-- Listed entries follows --

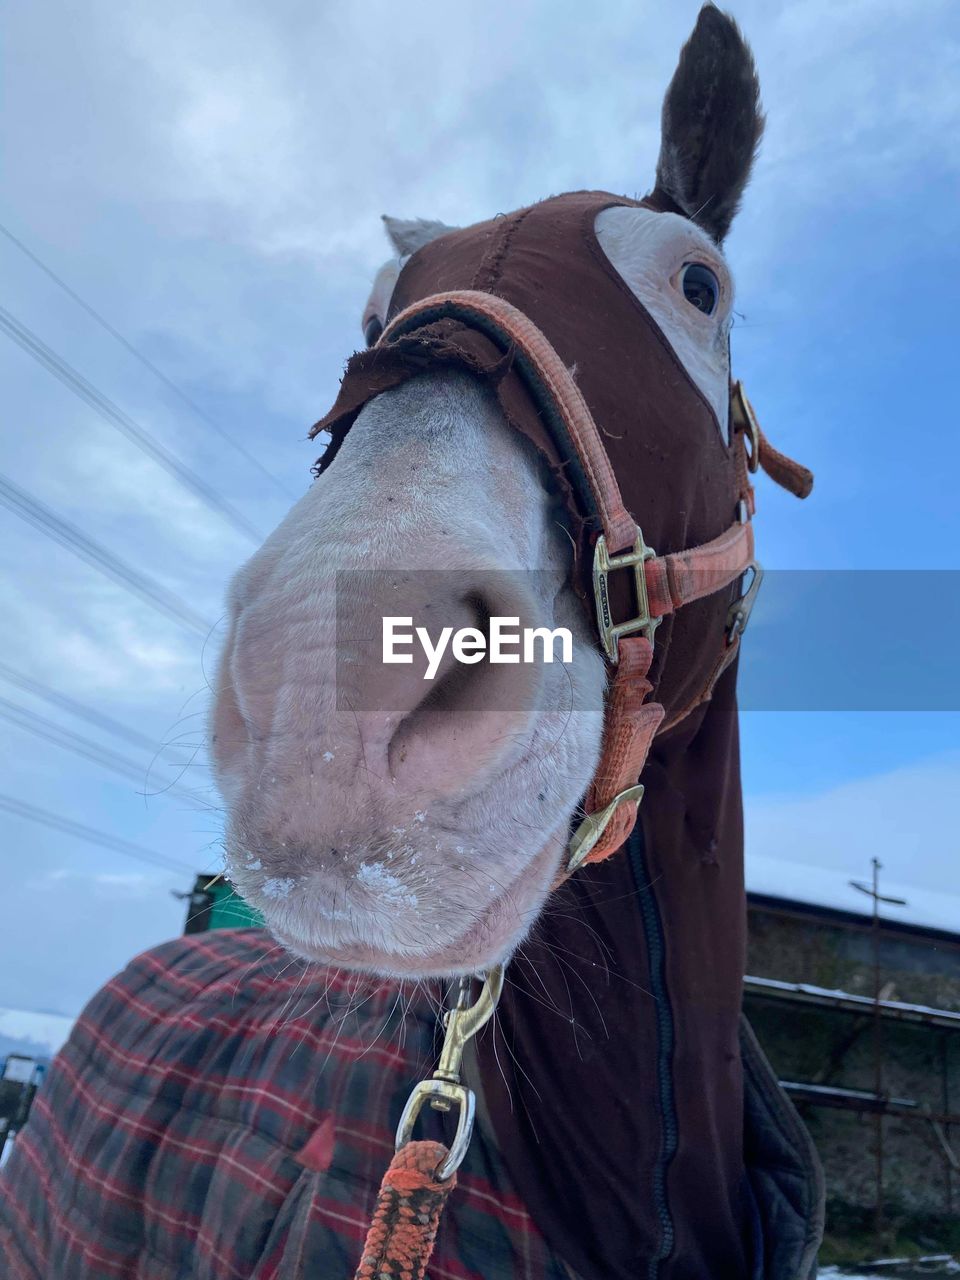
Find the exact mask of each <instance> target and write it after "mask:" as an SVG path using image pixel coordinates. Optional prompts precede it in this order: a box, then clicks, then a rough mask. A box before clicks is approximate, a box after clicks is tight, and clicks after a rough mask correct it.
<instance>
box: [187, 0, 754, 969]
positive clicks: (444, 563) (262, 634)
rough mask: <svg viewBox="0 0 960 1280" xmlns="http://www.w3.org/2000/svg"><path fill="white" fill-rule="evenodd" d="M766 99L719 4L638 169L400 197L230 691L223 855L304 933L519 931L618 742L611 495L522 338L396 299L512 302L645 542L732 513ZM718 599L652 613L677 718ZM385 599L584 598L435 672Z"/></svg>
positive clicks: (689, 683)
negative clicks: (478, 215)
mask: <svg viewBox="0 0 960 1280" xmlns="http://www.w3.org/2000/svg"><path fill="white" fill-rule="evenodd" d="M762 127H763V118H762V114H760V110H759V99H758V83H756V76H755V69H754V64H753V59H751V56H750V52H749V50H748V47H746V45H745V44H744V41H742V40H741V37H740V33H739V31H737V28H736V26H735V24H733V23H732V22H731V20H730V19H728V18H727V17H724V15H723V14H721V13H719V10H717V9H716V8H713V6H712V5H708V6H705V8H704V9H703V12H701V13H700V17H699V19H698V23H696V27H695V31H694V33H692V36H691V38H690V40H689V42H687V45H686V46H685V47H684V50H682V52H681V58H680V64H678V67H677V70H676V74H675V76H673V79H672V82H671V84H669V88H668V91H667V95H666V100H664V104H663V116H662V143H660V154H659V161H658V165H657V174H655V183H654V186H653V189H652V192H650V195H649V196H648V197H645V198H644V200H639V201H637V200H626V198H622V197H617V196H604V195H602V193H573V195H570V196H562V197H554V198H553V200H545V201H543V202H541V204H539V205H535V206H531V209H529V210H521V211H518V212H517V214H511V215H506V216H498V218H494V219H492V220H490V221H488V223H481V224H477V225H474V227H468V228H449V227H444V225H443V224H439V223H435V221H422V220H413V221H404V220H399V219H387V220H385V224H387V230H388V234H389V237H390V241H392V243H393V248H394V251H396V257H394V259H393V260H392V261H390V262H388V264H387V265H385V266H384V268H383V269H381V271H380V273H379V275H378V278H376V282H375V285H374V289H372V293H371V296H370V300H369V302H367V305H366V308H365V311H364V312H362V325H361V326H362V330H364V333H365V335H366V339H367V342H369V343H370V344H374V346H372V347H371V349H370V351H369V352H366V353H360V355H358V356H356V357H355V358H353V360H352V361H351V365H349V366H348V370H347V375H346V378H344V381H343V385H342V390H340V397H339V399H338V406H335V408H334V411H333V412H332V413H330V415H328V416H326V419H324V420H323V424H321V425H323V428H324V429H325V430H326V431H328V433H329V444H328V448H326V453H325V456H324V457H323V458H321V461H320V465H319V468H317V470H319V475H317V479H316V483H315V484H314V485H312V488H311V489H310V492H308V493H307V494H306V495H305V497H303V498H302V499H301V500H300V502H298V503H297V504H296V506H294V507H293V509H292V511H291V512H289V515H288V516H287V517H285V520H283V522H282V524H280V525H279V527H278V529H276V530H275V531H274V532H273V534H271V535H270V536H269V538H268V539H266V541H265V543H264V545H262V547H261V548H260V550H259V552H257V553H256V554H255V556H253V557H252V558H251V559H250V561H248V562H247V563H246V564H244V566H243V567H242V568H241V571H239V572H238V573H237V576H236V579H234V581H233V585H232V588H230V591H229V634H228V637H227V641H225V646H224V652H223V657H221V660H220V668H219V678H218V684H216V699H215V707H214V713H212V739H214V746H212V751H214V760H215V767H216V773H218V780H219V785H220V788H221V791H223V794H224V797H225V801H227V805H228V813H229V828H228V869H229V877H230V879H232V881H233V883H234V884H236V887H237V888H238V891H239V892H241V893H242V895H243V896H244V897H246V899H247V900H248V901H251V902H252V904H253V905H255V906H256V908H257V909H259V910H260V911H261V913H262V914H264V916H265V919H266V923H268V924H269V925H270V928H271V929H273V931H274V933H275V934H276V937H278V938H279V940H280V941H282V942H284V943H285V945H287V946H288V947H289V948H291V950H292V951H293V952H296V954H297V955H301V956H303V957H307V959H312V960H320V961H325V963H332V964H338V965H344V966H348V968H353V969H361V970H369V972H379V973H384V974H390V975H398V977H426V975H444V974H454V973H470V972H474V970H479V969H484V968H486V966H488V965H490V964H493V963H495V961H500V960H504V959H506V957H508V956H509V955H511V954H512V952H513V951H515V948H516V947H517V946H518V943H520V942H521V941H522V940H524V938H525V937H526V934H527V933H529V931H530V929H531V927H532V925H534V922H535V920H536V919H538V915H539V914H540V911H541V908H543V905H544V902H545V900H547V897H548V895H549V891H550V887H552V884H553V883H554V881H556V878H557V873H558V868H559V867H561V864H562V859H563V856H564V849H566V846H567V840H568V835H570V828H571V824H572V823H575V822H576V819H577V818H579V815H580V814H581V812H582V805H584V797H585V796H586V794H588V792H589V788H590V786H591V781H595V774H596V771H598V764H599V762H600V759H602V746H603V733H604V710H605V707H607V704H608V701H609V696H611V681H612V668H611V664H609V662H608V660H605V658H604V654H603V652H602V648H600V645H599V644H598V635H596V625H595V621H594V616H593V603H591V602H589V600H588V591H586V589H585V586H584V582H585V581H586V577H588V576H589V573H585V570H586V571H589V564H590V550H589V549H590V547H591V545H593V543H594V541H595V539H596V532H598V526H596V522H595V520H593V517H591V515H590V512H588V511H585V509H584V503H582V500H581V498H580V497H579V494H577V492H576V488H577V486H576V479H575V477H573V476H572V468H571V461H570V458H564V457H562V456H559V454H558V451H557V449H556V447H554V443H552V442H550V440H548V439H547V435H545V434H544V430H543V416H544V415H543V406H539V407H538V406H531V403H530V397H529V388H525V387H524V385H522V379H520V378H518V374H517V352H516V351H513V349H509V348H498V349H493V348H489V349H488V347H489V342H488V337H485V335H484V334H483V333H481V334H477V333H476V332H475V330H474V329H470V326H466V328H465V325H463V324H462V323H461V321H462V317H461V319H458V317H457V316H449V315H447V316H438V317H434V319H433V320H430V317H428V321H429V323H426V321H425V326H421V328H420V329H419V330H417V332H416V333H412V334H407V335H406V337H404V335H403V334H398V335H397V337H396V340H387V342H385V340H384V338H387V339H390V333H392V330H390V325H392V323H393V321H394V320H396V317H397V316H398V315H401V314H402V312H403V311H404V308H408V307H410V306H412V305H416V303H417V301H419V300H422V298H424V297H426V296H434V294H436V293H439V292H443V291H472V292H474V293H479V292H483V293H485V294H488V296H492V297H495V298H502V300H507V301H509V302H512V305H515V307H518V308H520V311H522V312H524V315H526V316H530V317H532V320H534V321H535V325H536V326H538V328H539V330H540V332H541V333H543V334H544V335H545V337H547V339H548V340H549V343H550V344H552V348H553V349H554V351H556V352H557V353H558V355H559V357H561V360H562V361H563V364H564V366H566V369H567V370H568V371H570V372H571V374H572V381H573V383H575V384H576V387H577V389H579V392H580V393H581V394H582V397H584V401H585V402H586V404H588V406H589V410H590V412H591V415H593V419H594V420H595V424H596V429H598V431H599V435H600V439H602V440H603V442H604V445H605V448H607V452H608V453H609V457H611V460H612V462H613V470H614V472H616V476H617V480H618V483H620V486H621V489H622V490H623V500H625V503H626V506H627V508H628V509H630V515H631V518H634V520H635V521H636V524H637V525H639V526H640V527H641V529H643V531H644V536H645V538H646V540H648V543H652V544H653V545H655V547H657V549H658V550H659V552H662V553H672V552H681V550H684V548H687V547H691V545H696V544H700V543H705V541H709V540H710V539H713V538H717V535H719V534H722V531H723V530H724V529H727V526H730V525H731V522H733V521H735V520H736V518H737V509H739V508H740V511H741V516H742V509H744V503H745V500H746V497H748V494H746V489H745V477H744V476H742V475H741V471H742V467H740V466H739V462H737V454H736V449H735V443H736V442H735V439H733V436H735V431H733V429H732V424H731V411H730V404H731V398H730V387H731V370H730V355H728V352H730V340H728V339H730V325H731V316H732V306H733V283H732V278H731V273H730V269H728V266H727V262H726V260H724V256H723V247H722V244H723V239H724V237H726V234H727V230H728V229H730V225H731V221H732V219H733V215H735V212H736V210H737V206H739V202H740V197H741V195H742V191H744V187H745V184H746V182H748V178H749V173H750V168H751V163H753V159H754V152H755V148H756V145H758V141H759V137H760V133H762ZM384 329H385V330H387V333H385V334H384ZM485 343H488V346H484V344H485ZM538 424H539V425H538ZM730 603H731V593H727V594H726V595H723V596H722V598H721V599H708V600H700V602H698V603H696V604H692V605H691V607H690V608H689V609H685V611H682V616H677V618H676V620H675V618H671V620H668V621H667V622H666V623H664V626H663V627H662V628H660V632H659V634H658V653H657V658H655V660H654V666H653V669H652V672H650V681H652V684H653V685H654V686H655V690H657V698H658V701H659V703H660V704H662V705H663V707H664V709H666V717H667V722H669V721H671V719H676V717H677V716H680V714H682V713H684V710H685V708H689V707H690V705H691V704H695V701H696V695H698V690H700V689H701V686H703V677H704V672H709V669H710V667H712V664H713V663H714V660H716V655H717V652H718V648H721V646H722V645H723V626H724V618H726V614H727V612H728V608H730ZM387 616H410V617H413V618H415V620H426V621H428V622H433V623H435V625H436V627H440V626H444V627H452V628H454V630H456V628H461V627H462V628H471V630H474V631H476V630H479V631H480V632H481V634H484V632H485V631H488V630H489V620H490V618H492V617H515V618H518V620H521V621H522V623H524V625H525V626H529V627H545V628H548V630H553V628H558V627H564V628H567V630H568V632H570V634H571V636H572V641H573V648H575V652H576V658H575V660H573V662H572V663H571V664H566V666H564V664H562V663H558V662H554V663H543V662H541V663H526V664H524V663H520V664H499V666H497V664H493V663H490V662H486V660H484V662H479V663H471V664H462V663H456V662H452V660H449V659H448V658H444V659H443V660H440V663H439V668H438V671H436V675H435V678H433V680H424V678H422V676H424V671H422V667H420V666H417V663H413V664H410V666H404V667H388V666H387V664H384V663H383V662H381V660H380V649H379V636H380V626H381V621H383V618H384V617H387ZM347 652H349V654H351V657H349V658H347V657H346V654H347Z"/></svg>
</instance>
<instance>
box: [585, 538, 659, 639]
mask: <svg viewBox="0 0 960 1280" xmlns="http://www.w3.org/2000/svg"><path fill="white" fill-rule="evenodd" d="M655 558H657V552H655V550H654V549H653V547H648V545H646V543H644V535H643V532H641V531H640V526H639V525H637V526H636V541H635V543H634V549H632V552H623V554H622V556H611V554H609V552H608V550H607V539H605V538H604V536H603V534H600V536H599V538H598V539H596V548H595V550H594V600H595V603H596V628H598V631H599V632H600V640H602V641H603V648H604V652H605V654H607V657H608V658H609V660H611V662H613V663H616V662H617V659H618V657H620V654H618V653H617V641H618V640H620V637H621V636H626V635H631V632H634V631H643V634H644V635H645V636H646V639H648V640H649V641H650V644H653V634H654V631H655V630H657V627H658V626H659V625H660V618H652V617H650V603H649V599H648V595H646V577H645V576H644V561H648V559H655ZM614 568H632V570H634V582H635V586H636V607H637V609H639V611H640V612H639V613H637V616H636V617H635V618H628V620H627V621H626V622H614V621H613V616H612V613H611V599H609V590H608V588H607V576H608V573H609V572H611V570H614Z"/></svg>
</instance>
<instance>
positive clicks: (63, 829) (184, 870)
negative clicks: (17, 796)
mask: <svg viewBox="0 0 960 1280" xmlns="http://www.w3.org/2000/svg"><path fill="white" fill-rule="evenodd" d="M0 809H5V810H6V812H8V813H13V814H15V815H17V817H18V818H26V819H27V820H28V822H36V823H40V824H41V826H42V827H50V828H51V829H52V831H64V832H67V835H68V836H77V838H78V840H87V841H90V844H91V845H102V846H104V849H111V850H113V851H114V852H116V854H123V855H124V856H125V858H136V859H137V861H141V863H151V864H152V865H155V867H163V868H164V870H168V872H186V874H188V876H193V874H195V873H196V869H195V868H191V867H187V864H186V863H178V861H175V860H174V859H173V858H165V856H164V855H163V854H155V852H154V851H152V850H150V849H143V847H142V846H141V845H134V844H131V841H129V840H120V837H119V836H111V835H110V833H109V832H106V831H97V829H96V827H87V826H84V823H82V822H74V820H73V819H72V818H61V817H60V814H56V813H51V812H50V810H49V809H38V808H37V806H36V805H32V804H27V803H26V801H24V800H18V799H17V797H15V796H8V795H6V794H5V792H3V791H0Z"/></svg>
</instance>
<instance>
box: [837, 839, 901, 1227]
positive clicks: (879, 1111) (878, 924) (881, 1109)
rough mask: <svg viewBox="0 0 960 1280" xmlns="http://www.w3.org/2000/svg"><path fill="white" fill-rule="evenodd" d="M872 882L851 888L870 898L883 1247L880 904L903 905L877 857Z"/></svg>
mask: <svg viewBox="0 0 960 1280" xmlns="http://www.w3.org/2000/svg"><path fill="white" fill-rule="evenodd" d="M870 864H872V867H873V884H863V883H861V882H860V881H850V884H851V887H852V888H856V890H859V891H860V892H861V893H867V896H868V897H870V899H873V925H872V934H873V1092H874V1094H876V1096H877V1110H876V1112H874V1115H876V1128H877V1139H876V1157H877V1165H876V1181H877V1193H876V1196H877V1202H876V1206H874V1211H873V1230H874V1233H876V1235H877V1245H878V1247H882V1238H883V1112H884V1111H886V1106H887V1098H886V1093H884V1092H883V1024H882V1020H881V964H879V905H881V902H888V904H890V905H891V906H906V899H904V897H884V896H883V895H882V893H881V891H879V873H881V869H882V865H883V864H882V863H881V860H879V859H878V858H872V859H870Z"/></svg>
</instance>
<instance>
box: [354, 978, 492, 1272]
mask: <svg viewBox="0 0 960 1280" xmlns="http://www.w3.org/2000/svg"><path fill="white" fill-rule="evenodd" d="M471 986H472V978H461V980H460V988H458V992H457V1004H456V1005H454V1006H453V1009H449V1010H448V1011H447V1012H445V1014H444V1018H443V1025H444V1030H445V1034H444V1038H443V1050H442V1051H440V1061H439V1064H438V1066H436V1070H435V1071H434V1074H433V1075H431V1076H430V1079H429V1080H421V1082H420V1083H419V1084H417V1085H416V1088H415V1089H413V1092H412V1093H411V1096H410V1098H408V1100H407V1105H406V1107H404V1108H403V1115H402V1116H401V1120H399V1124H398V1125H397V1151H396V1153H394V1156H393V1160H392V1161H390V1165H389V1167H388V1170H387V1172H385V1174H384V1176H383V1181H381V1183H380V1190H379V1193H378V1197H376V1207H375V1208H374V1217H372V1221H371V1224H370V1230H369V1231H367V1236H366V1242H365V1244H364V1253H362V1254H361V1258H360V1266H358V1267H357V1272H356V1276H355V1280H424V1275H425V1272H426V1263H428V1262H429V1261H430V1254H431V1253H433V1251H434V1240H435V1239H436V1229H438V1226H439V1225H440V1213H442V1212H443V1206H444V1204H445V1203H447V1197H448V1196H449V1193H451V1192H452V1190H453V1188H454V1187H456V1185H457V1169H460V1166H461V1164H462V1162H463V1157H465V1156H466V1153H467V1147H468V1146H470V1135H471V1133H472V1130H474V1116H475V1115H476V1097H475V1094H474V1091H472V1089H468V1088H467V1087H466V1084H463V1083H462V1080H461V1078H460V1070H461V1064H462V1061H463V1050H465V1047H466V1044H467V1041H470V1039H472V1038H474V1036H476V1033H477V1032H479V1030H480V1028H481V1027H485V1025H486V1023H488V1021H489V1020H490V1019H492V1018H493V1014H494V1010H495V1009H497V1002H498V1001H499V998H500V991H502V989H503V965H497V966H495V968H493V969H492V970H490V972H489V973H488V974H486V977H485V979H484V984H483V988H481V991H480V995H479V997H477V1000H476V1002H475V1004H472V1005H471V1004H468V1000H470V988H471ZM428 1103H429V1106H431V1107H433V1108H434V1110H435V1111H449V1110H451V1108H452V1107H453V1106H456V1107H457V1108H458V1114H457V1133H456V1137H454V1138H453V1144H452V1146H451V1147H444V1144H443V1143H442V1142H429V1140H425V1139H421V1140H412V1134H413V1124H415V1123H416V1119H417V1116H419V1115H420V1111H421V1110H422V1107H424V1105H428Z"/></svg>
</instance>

-- Listed entries concluded --

Work instructions:
Give the lines of the data above as a JSON list of strings, one string per line and no blank lines. Begin at the start of the data, stop after the line that contains "negative clicks: (478, 215)", and leave out the pictures.

Output:
[
  "Find the exact mask of each <instance> target and write it after \"mask:\" as an SVG path using image pixel coordinates. Optional prompts precede it in this order: a box, then clicks, then a rough mask. A box before clicks is approximate, a box after clicks is tight, and clicks after a rough mask correct it.",
  "<instance>",
  "box: [187, 0, 754, 969]",
  "positive clicks: (444, 563) (262, 634)",
  "rough mask: <svg viewBox=\"0 0 960 1280\" xmlns=\"http://www.w3.org/2000/svg\"><path fill=\"white\" fill-rule=\"evenodd\" d=\"M766 99L719 4L638 169L400 197L230 691L223 855L304 933L519 931L618 742L611 495L522 338L396 299L512 302L645 542L732 513ZM718 599L652 613L677 718ZM385 599L584 598L435 672Z\"/></svg>",
  "positive clicks: (689, 683)",
  "negative clicks: (478, 215)"
]